→ **Task description**
Copy the listing below line for line, omitting the pictures.

Labeled point records
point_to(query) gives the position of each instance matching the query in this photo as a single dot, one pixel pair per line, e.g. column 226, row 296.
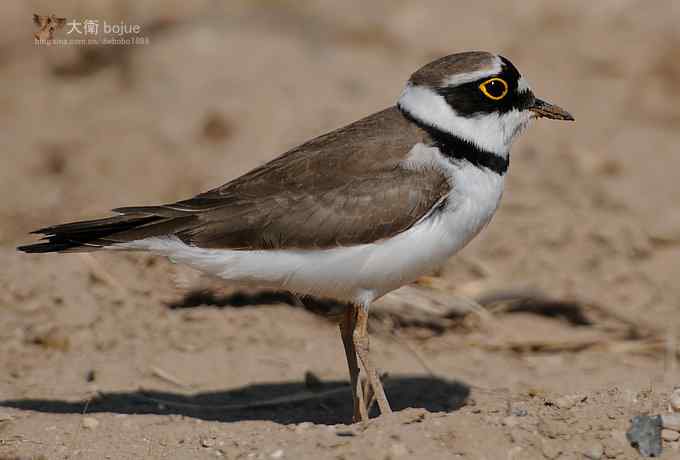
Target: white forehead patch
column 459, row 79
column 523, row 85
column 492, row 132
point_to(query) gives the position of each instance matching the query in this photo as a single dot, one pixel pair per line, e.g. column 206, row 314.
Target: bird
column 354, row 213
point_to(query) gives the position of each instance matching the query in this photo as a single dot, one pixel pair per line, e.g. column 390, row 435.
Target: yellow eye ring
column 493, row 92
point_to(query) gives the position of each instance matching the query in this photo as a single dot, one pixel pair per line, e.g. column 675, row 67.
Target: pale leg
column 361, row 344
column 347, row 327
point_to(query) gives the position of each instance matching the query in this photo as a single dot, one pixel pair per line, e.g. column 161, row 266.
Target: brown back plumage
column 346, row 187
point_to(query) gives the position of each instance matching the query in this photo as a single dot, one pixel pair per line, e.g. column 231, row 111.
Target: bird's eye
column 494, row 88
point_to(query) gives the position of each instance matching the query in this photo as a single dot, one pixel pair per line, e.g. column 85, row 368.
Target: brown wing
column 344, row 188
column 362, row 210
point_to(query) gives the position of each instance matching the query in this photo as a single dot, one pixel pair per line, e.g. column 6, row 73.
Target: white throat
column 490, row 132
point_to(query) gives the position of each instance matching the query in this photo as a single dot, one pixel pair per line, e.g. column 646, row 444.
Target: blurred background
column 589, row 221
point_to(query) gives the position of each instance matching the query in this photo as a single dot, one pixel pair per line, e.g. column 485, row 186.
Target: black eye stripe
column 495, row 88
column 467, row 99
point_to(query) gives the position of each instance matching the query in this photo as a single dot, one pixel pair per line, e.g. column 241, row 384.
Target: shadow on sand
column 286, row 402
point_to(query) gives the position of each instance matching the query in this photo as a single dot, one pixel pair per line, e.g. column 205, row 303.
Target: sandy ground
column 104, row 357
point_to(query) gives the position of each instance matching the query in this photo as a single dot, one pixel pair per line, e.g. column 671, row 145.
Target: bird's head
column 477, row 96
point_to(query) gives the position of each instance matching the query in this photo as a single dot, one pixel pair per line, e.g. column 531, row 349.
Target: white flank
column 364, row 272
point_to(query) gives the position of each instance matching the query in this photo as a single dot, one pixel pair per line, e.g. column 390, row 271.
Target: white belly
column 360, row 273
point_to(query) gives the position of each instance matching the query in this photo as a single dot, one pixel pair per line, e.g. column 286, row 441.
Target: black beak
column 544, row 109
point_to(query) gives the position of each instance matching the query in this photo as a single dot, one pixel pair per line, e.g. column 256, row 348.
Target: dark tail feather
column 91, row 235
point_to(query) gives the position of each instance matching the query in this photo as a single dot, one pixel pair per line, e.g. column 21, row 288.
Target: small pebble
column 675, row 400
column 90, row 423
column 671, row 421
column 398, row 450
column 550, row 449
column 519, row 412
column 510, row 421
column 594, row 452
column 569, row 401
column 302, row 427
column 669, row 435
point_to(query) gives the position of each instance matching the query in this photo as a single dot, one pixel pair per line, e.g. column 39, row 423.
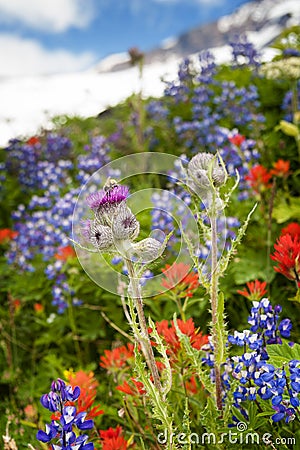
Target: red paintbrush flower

→ **Task output**
point_to(query) gives the position of each instance matching the query in this photo as a single dot, one pixel pair per line, e.g. column 226, row 296.
Target: white forehead patch
column 459, row 79
column 523, row 85
column 492, row 132
point_to(query) gives the position of each instance matching the query in this photo as a single dot, one pixel pair per line, e.g. column 206, row 314.
Target: bird
column 354, row 213
point_to(query) gives the position of each instance matching the query in this photo as a single dot, one pixel pair per line, e.g. column 390, row 435.
Target: yellow eye ring
column 493, row 92
point_to(query) gives the position of each instance matching the query in this photo as a single dot, one pixel pair per line, e.g. column 675, row 67.
Target: pale leg
column 361, row 344
column 347, row 327
point_to(query) gives the position of each instance matching the query in this photo as a single dot, one pixel pair per line, e.g. column 161, row 266.
Target: brown back plumage
column 346, row 187
point_to(query) gives the position of each instance matching the query in this photo as a single dot, one pixel pair per line, e.g. column 231, row 111.
Target: bird's eye
column 494, row 88
point_to(query) gives the position of each instance matching the query in this photo as a single dot, one pixel pair per line, e.g. column 85, row 368.
Target: brown wing
column 344, row 188
column 362, row 210
point_to(query) gives the position of each instance matching the query in this photo as a single dot, one pixel pair per line, e.g. column 6, row 73.
Target: white throat
column 490, row 132
point_to(query) gives the position of each instance matching the query in this photo as a single dot, one pixel pair per line, e.g. column 646, row 444.
Target: blurred background
column 589, row 221
point_to(query) gives the position of each instance matching the query in this photo as a single dot, one pixel pair per line, e.g. column 485, row 186.
Target: black eye stripe
column 495, row 88
column 467, row 99
point_to(query) gives the position of each instance matching the query in this photo as a single dot, one pixel pair per line, e.g. column 241, row 384.
Target: shadow on sand
column 286, row 402
point_to(query) gives the position of each instance matching the query in this photo as a single dot, one pixel pair per line, e.g. column 205, row 303.
Target: sandy ground
column 104, row 357
point_to(query) gives the position of each instance matching the query in this photo as a single dot, one pixel pair per line, e.g. column 671, row 145.
Target: bird's head
column 477, row 96
point_to(query) gives the position of each instance matching the query in this photo as a single dot, one pixel pair per line, e.g. column 531, row 349.
Target: white flank
column 364, row 272
point_to(query) gives the position of each instance matching the query in this photo as a single dot, one pixel pair per line, e.g. column 390, row 271.
Target: white belly
column 360, row 273
point_to(query) gives the position of each instance matching the query in this photo as a single dot, one pixel pair per line, e.g. column 286, row 441.
Target: black beak
column 544, row 109
point_to(query) gives the position of each instance matching the query in this photo as a single dot, one pixel pair per line, e.g. column 256, row 348.
Target: dark tail feather
column 91, row 235
point_to(query) gives the position of each instance matching the query in this photo as a single dot, one pixel pair per line, e.g. column 21, row 288.
Target: small pebble
column 675, row 400
column 90, row 423
column 671, row 421
column 398, row 450
column 550, row 449
column 519, row 412
column 510, row 421
column 594, row 452
column 569, row 401
column 302, row 427
column 669, row 435
point_to(query) gives the position of each instance matching the query in this photo as a single dot, one pixel pair per line, e.g. column 39, row 423.
Target: red paintbrush flower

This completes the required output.